Please read the forum post below and state the value its code substitutes for any output that equals zero.
[Start of TEXT TO READ]
Hi Hadley,
Thanks for your help. Unfortunately, your suggestion doesn't quite address my specific need.
My Goal: I need to predict outputs with a constraint where the sum equals 1—this is common when modeling population proportions or mixture formulations based on their properties.
My Solution: I've implemented a centered log-ratio (CLR) transformation manually. The workflow is:
- Transform outputs to centered log space
- Fit the model on transformed variables
- Apply the inverse transformation to ensure the constraint is respected
Here's the code for the transformation:
// Adjust zeros
epsilon = 0.0000001;
p1_adj = If(:p1 == 0, epsilon, :p1);
p2_adj = If(:p2 == 0, epsilon, :p2);
pk_adj = If(:pk == 0, epsilon, :pk);
// Scaling
sum_adj = p1_adj + p2_adj + ... + pk_adj;
p1_norm = p1_adj / sum_adj;
p2_norm = p2_adj / sum_adj;
pk_norm = pk_adj / sum_adj;
// Geometric mean
geom_mean = (p1_norm * p2_norm * ... * pk_norm)^(1/k);
// CLR transformation
y1_clr = Log(p1_norm / geom_mean);
y2_clr = Log(p2_norm / geom_mean);
yk_clr = Log(pk_norm / geom_mean);
// Inverse transformation (after prediction)
[End of TEXT TO READ]
[Start of DATA PROVIDED]
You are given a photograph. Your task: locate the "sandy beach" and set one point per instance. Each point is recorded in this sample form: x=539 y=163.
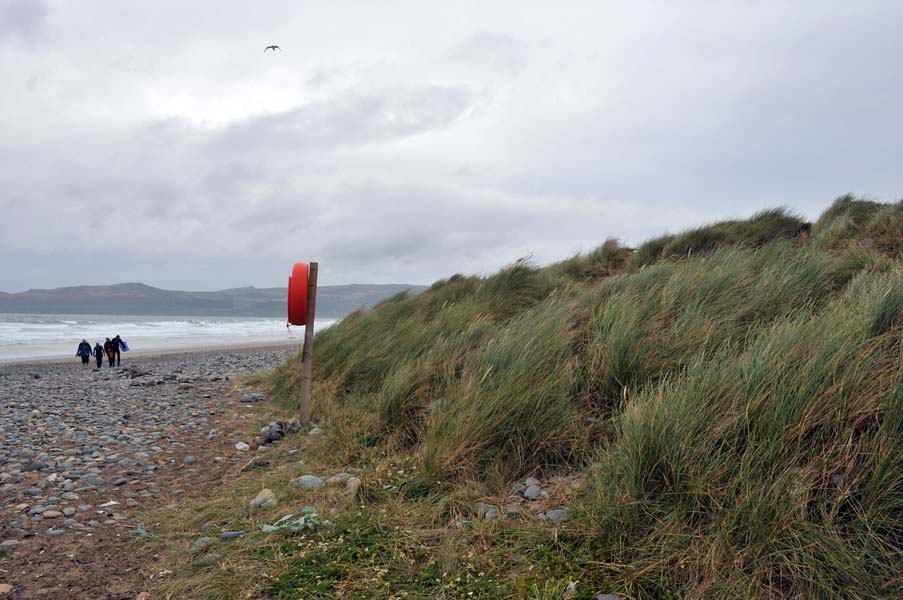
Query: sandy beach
x=83 y=450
[End of DATA PROVIDED]
* _TASK RESPONSE_: Zeros are replaced with epsilon, set to 0.0000001.